**Text block**

>>>>>

Outreach Blog

Tuesday, October 20, 2020

Squaring ESG with Securities Lending

Compliance without Knowing the Borrower's Purpose - Is it Possible?


Author: David Schwartz J.D. CPA

Sustainable investing is becoming more important to investors when creating portfolios. As a result, institutions often follow policies with formal environmental, social, and governance (ESG) factors to guide their investments. They commit substantial resources to ESG research and produce comprehensive reports about their compliance.[1] But then the same institutions give away their proxy votes when they lend securities for fees to cover their bank charges. And the loans of those securities – and their proxies – go to borrowers with unknown intentions, and often with unknown identities.

 

One market veteran asked if there is any other space in capitalist finance where the lender knows neither the specifics of the borrower nor the purpose of the loan?  Given this opacity, can ESG factors really be squared with securities lending strategies?

 

A recently published Risk Management Association (RMA) whitepaper took on that very question after surveying 44 of the world’s top asset managers. The vast majority felt that securities lending and ESG investing could coexist. [2] It would not be easy, but necessary. According to Fran Garritt, RMA's Director of Securities Lending and Global Markets Risk:

 

As climate change, Diversity, Equity, and Inclusion, and data privacy become defining issues for our economy and society, ESG will only become more strategic for every institution. We hope that this paper can help investors everywhere integrate their approaches to ESG and securities lending.

 

Aligning securities lending with ESG principles does present some real challenges, however. Among these are (1) balancing lending income against proxy voting duties and, according to a growing number of lenders, (2) ensuring that their borrowers also complied with ESG principles. [3] Panelists at the RMA’s Securities Finance Virtual Summit in October 2020 pointed out the progress that has been made on #1, but not on #2.

<<<<<

**Task 1**
Display every line of the records that contains the string "church", matching case exactly.
The text and the records are unrelated to each other.

(Point-based annotation records)
>>>>>

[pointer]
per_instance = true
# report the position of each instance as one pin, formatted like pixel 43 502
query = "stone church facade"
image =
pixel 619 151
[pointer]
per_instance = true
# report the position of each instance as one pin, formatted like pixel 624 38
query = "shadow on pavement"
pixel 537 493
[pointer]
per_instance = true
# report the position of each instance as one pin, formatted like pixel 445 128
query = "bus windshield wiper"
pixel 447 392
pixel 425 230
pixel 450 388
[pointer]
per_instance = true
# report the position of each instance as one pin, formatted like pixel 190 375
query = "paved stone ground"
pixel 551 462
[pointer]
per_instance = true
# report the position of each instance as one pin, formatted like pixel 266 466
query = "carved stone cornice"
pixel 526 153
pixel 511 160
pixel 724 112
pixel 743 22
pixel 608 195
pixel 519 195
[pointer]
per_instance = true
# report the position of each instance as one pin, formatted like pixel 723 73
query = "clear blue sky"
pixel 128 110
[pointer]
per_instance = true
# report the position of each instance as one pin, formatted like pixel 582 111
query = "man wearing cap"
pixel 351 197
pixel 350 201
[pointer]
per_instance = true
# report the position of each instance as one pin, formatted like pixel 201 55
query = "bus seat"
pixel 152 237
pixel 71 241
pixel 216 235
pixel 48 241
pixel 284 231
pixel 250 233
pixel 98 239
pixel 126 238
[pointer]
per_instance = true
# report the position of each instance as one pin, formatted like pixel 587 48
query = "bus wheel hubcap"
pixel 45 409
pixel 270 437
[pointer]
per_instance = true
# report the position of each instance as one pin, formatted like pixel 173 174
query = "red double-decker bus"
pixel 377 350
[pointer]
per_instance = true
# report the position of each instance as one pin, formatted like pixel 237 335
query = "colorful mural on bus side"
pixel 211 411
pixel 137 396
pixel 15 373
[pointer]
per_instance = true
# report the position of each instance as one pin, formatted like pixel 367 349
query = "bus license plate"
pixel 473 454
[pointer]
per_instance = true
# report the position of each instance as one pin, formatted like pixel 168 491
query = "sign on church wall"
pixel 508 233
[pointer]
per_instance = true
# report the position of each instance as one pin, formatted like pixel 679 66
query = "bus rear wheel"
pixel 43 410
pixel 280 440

<<<<<

**Task 2**
Quote the post on ESG and securities lending word for word, beginning at the words "Squaring ESG with" and ending after "with unknown identities.".

**Full response 1**
query = "stone church facade"
query = "sign on church wall"

**Full response 2**
Squaring ESG with Securities Lending

Compliance without Knowing the Borrower's Purpose - Is it Possible?


Author: David Schwartz J.D. CPA

Sustainable investing is becoming more important to investors when creating portfolios. As a result, institutions often follow policies with formal environmental, social, and governance (ESG) factors to guide their investments. They commit substantial resources to ESG research and produce comprehensive reports about their compliance.[1] But then the same institutions give away their proxy votes when they lend securities for fees to cover their bank charges. And the loans of those securities – and their proxies – go to borrowers with unknown intentions, and often with unknown identities.